-- Begin Task material --

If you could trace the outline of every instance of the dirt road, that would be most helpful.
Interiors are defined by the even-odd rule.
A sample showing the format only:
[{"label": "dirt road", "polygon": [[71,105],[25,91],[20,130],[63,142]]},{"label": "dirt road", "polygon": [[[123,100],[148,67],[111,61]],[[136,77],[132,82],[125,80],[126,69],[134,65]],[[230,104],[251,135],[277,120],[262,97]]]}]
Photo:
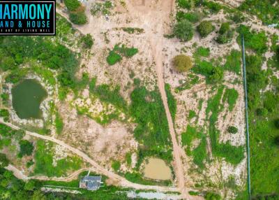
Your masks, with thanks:
[{"label": "dirt road", "polygon": [[[17,129],[17,130],[20,129],[20,127],[18,127],[11,123],[5,122],[2,120],[0,120],[0,123],[4,124],[14,129]],[[76,148],[65,143],[64,142],[63,142],[61,141],[59,141],[54,137],[43,136],[43,135],[38,134],[37,133],[30,132],[28,131],[26,131],[26,134],[27,135],[29,135],[29,136],[31,136],[33,137],[36,137],[36,138],[39,138],[40,139],[52,141],[53,143],[55,143],[58,145],[60,145],[64,147],[68,150],[76,154],[77,155],[82,157],[84,161],[86,161],[88,163],[89,163],[90,164],[91,164],[91,166],[93,166],[92,169],[93,169],[94,171],[96,171],[97,173],[100,173],[105,176],[107,176],[112,180],[113,180],[114,183],[116,183],[116,185],[118,185],[119,186],[121,186],[123,187],[132,187],[132,188],[135,188],[136,190],[153,190],[160,191],[160,192],[179,192],[179,190],[176,187],[156,186],[156,185],[143,185],[131,183],[131,182],[126,180],[125,178],[123,178],[123,177],[103,168],[101,166],[100,166],[95,161],[91,159],[87,155],[86,155],[81,150],[76,149]],[[10,166],[10,169],[12,169],[12,167]]]}]

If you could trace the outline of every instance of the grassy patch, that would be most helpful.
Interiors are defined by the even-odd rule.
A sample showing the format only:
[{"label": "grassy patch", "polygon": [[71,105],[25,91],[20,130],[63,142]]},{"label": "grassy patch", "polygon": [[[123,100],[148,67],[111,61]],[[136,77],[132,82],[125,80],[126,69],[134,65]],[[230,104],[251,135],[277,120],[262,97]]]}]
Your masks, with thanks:
[{"label": "grassy patch", "polygon": [[167,93],[167,104],[169,106],[169,112],[172,115],[172,120],[175,120],[175,115],[176,114],[176,100],[172,94],[170,85],[169,84],[165,85],[165,90]]},{"label": "grassy patch", "polygon": [[241,53],[232,50],[229,55],[226,57],[226,62],[224,65],[225,70],[233,71],[236,74],[241,73]]},{"label": "grassy patch", "polygon": [[216,127],[218,114],[223,109],[223,106],[220,103],[223,90],[224,86],[218,88],[216,94],[209,100],[206,110],[206,118],[209,120],[209,134],[212,153],[214,156],[224,157],[227,162],[232,164],[237,164],[244,158],[244,147],[232,146],[229,142],[220,143],[218,142],[220,131]]},{"label": "grassy patch", "polygon": [[56,166],[53,166],[53,143],[46,143],[43,140],[37,141],[34,174],[59,177],[66,176],[67,171],[75,171],[80,168],[82,160],[75,156],[59,159]]},{"label": "grassy patch", "polygon": [[59,116],[58,113],[56,114],[54,123],[57,134],[61,134],[64,124],[63,123],[63,119]]},{"label": "grassy patch", "polygon": [[127,48],[124,45],[116,44],[107,57],[107,62],[110,65],[114,65],[122,59],[122,56],[132,57],[138,52],[138,50],[134,48]]},{"label": "grassy patch", "polygon": [[142,176],[139,173],[129,173],[127,172],[125,174],[125,178],[130,180],[132,183],[136,183],[142,185],[169,185],[172,182],[170,180],[164,181],[155,181],[150,179],[144,179]]},{"label": "grassy patch", "polygon": [[[191,150],[192,142],[195,139],[199,139],[200,143],[197,147]],[[190,125],[187,127],[186,132],[182,133],[181,140],[183,145],[186,146],[186,153],[192,155],[194,158],[193,162],[201,169],[204,167],[204,162],[206,155],[206,136],[195,127]]]},{"label": "grassy patch", "polygon": [[227,101],[227,103],[229,104],[229,111],[232,111],[238,99],[239,92],[237,92],[235,89],[226,88],[226,90],[224,93],[224,97],[223,98],[223,102]]}]

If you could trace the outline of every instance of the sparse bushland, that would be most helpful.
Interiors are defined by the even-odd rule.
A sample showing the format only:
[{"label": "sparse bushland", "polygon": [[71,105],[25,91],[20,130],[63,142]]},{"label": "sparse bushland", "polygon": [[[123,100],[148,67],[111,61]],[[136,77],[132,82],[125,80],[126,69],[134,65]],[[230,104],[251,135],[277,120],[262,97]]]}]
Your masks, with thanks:
[{"label": "sparse bushland", "polygon": [[192,23],[197,23],[202,20],[203,16],[204,15],[202,13],[199,13],[199,12],[184,13],[183,11],[179,11],[176,13],[176,17],[177,22],[181,22],[182,20],[188,20]]},{"label": "sparse bushland", "polygon": [[213,193],[213,192],[206,192],[205,195],[206,200],[221,200],[221,196],[218,194]]},{"label": "sparse bushland", "polygon": [[67,174],[67,171],[75,171],[81,167],[82,161],[80,158],[67,156],[56,161],[56,165],[53,165],[54,144],[38,140],[35,152],[34,174],[45,175],[47,176],[62,176]]},{"label": "sparse bushland", "polygon": [[209,83],[220,83],[224,76],[223,68],[221,66],[213,66],[212,62],[205,60],[199,62],[193,67],[195,73],[204,76]]},{"label": "sparse bushland", "polygon": [[173,64],[175,70],[178,72],[188,71],[193,67],[191,59],[185,55],[179,55],[174,57]]},{"label": "sparse bushland", "polygon": [[62,133],[64,124],[63,123],[63,119],[60,117],[58,113],[56,114],[54,123],[57,134],[61,134]]},{"label": "sparse bushland", "polygon": [[241,52],[236,50],[232,50],[229,55],[226,57],[224,68],[227,71],[240,74],[241,71]]},{"label": "sparse bushland", "polygon": [[224,86],[220,87],[217,93],[208,101],[206,110],[206,119],[209,121],[209,134],[211,143],[212,154],[213,156],[223,157],[232,164],[238,164],[244,158],[244,147],[233,146],[229,142],[219,143],[220,130],[217,129],[216,123],[223,106],[220,104]]},{"label": "sparse bushland", "polygon": [[250,31],[248,27],[240,25],[237,29],[239,33],[238,42],[241,44],[241,36],[243,34],[245,39],[246,49],[251,49],[256,53],[262,55],[268,50],[267,37],[264,31],[256,32]]},{"label": "sparse bushland", "polygon": [[[192,148],[192,142],[195,139],[200,140],[199,145],[190,150]],[[187,127],[186,132],[181,134],[182,145],[186,146],[186,152],[188,155],[193,156],[193,162],[197,164],[201,169],[204,168],[204,161],[207,157],[206,155],[206,137],[202,131],[198,131],[196,128],[190,125]]]},{"label": "sparse bushland", "polygon": [[[70,182],[54,180],[40,181],[37,180],[30,180],[27,182],[24,182],[22,180],[16,178],[13,175],[12,172],[3,168],[1,168],[0,182],[2,183],[2,184],[0,186],[0,194],[5,197],[6,199],[129,199],[125,192],[125,189],[107,185],[105,184],[106,177],[104,176],[102,177],[102,180],[103,180],[104,183],[102,184],[102,187],[100,187],[99,190],[96,191],[87,191],[86,190],[79,189],[79,179],[86,175],[87,173],[87,171],[81,173],[77,180]],[[92,173],[91,173],[90,175],[98,176]],[[77,190],[80,194],[59,192],[43,192],[41,191],[41,187],[43,185],[53,185],[55,188],[56,187],[56,186],[66,187],[67,190]],[[75,189],[70,189],[70,187]]]},{"label": "sparse bushland", "polygon": [[22,140],[20,141],[20,151],[18,154],[19,157],[22,157],[24,155],[31,155],[34,147],[33,143],[29,141]]},{"label": "sparse bushland", "polygon": [[129,34],[140,34],[144,32],[144,29],[140,28],[123,27],[122,30]]},{"label": "sparse bushland", "polygon": [[265,24],[279,22],[279,4],[276,0],[246,0],[239,9],[257,15]]},{"label": "sparse bushland", "polygon": [[174,99],[174,95],[172,94],[172,90],[169,84],[165,85],[165,90],[166,91],[167,97],[167,104],[169,106],[169,112],[172,115],[172,120],[175,121],[175,115],[176,114],[176,100]]},{"label": "sparse bushland", "polygon": [[199,47],[197,48],[195,52],[195,59],[198,59],[199,56],[207,57],[210,55],[210,49],[205,48],[203,47]]},{"label": "sparse bushland", "polygon": [[118,171],[120,169],[121,163],[119,161],[113,161],[112,163],[112,167],[114,170],[114,171]]},{"label": "sparse bushland", "polygon": [[126,173],[125,173],[125,178],[132,183],[136,183],[142,185],[169,185],[172,184],[172,182],[170,180],[164,180],[159,182],[150,179],[144,179],[142,178],[142,175],[141,173],[137,172],[127,172]]},{"label": "sparse bushland", "polygon": [[110,65],[114,65],[122,59],[122,56],[130,58],[138,52],[135,48],[128,48],[125,45],[116,44],[113,50],[110,51],[107,62]]},{"label": "sparse bushland", "polygon": [[77,0],[66,0],[65,6],[70,11],[70,20],[75,24],[84,24],[87,17],[84,13],[84,8]]},{"label": "sparse bushland", "polygon": [[5,122],[8,122],[10,119],[10,113],[6,109],[1,109],[0,110],[0,117],[3,117],[3,120]]},{"label": "sparse bushland", "polygon": [[216,41],[220,44],[227,43],[232,41],[234,31],[231,29],[228,22],[225,22],[221,25]]},{"label": "sparse bushland", "polygon": [[226,88],[224,96],[223,97],[223,101],[229,104],[229,110],[232,111],[234,108],[235,103],[236,103],[237,99],[239,99],[239,92],[236,90],[232,88],[229,89]]},{"label": "sparse bushland", "polygon": [[75,11],[81,6],[78,0],[65,0],[64,3],[65,6],[70,11]]},{"label": "sparse bushland", "polygon": [[94,39],[91,34],[86,34],[82,36],[82,42],[84,43],[85,48],[90,49],[94,43]]},{"label": "sparse bushland", "polygon": [[70,20],[75,24],[82,25],[87,22],[87,17],[83,12],[70,13]]},{"label": "sparse bushland", "polygon": [[227,131],[229,134],[237,134],[237,132],[239,131],[239,129],[236,127],[230,126],[230,127],[227,127]]},{"label": "sparse bushland", "polygon": [[192,24],[187,20],[176,22],[174,27],[174,35],[181,41],[190,41],[194,36]]},{"label": "sparse bushland", "polygon": [[91,8],[91,13],[93,16],[96,15],[110,15],[113,4],[111,1],[106,0],[103,2],[96,2]]},{"label": "sparse bushland", "polygon": [[205,38],[214,30],[214,27],[209,21],[202,21],[197,27],[197,30],[199,33],[202,38]]}]

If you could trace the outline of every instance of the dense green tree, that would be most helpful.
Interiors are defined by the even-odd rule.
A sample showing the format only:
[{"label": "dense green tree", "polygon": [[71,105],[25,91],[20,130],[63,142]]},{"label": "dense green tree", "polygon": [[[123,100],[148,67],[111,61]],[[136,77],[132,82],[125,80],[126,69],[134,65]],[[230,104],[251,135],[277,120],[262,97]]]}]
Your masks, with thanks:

-- End Task material --

## Given exercise
Starting at the line that contains "tree, that would be most helpful." and ending with the last line of the records, write out those lines as a numbered list, skipping any blank lines.

## Reply
1. If you could trace the outline of every instance of the dense green tree, that would be most helpful.
2. Interiors are defined by the even-odd rule.
3. A sample showing the format only:
4. [{"label": "dense green tree", "polygon": [[71,105],[25,91],[20,130],[63,142]]},{"label": "dense green tree", "polygon": [[[123,100],[148,67],[111,61]],[[136,77],[132,82],[125,80],[126,69],[134,65]],[[230,104],[251,135],[277,120],[262,97]]]}]
5. Your masks, with thanks:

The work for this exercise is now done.